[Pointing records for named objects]
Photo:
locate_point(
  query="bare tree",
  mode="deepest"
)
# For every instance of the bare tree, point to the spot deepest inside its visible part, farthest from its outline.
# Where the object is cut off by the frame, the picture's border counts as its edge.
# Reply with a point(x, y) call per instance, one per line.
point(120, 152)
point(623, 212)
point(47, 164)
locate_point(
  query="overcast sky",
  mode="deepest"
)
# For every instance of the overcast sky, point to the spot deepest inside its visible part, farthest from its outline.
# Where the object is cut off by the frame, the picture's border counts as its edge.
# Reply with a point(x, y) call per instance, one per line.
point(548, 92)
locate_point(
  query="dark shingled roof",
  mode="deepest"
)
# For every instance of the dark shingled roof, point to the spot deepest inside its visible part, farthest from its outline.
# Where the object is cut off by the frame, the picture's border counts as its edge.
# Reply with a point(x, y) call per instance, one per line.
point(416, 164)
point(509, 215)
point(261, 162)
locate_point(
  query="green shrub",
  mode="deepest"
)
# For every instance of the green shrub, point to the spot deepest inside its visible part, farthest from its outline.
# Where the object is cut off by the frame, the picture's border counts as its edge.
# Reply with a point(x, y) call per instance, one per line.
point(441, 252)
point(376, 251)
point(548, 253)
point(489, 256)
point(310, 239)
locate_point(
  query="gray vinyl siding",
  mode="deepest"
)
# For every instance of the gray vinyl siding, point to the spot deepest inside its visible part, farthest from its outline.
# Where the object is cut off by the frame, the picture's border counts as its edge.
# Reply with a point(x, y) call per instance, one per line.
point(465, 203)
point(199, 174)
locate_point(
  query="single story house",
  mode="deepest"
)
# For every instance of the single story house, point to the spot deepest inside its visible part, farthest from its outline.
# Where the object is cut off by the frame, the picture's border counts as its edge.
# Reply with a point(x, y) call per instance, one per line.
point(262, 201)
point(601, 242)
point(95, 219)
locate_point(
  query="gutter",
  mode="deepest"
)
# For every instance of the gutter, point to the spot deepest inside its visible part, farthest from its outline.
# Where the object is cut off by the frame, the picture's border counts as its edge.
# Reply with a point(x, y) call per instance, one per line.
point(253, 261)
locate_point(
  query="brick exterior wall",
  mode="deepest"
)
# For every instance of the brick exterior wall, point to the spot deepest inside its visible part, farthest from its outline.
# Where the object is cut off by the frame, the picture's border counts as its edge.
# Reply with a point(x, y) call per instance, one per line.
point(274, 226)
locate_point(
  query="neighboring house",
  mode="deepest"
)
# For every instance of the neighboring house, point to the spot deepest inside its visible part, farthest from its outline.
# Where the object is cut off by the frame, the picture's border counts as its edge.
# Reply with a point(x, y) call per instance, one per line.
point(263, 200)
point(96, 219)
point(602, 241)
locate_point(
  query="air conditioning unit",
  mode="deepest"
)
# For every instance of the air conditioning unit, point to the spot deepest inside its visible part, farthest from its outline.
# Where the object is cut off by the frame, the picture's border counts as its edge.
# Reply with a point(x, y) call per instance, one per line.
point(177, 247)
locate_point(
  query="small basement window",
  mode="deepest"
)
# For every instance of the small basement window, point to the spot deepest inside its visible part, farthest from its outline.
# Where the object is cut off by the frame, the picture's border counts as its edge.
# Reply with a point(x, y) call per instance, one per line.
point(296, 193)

Given problem:
Retype every one of the lines above word for word, changing nothing.

Answer below:
Photo:
locate_point(
  query="bare tree",
  mode="deepest"
)
# For every instance of the bare tree, point to the spot deepest inside its visible part, farthest from its outline.
# Where the object is cut off by the frame, the picture's border counts as its edge.
# Reply with a point(x, y) call per instance, one per line.
point(120, 152)
point(623, 212)
point(47, 164)
locate_point(
  query="overcast sky",
  mode="deepest"
)
# For every instance of the overcast sky, point to the spot deepest inside its visible part, farthest from its outline.
# Where the object is cut off by the frame, the picture's border counts as its edge.
# Reply with a point(x, y) call per instance, one per line.
point(548, 92)
locate_point(
  query="dark shingled roof",
  mode="deepest"
)
# For every instance of the dark shingled roof, point to the spot deepest inside its visible part, farthest from its outline.
# Where the object is cut off by the frame, the picture's border counts as its edge.
# Reply with a point(x, y) call per instance, one per line.
point(416, 164)
point(509, 215)
point(261, 162)
locate_point(
  query="green shrub",
  mode="deepest"
)
# For every instance of the green shrub, point to the spot deepest inside its visible part, farthest from its outline.
# Where the object is cut off by the frame, the picture's border counts as its edge.
# Reply with a point(x, y) call per instance, one per line.
point(441, 252)
point(376, 251)
point(548, 253)
point(489, 256)
point(310, 239)
locate_point(
  query="gray vinyl siding",
  mode="deepest"
)
# For every instance of the gray vinyl siding, point to the spot deepest inside its visible part, farthest from its outline.
# Where the object is cut off by the frame, the picture's border counts as its edge.
# Reply with a point(x, y) call per instance, one per line.
point(465, 203)
point(199, 174)
locate_point(
  query="single story house",
  mode="deepest"
)
# For every instance of the single story house, point to the spot deepest inside its visible part, farthest from its outline.
# Where the object is cut off by the frame, the picture's border counts as its edge.
# Reply with a point(x, y) call per instance, one per line.
point(262, 201)
point(601, 242)
point(95, 219)
locate_point(
  query="gutter",
  mode="deepest"
)
# For every instance of the gutter, point to the spot deepest inside its visible part, farthest from its outline.
# Where the object is cut off by the frame, the picture's border counts as its edge.
# Reply with a point(x, y) call per instance, one per line.
point(253, 261)
locate_point(
  query="brick exterior wall",
  mode="deepest"
)
# For every instance of the brick exterior wall, point to the spot deepest inside its visible part, farthest from its outline.
# Where the object is cut off by the frame, the picture's border counts as its edge.
# Reply with a point(x, y) call per instance, one per line.
point(274, 226)
locate_point(
  query="neighboring house",
  mode="deepest"
)
# For every instance of the neighboring house, point to the spot deepest inside its visible part, farthest from its outline.
# Where the object is cut off by the frame, the picture's border counts as its edge.
# Reply with a point(x, y) call per instance, one per line.
point(263, 200)
point(96, 219)
point(602, 241)
locate_point(
  query="air conditioning unit",
  mode="deepest"
)
# For every instance of the air conditioning unit, point to the spot deepest inside its visible part, farthest from its outline.
# Where the object is cut off by the frame, the picture's border counts as its edge.
# Reply with a point(x, y) call per instance, one per line.
point(177, 247)
locate_point(
  query="small basement window",
  mode="deepest"
)
# For every instance of the small basement window, point to the spot deepest inside its visible part, farthest from its outline.
# Where the object is cut off by the frame, the picture's border counts as its edge.
# Reply with a point(x, y) call per instance, one per line.
point(296, 193)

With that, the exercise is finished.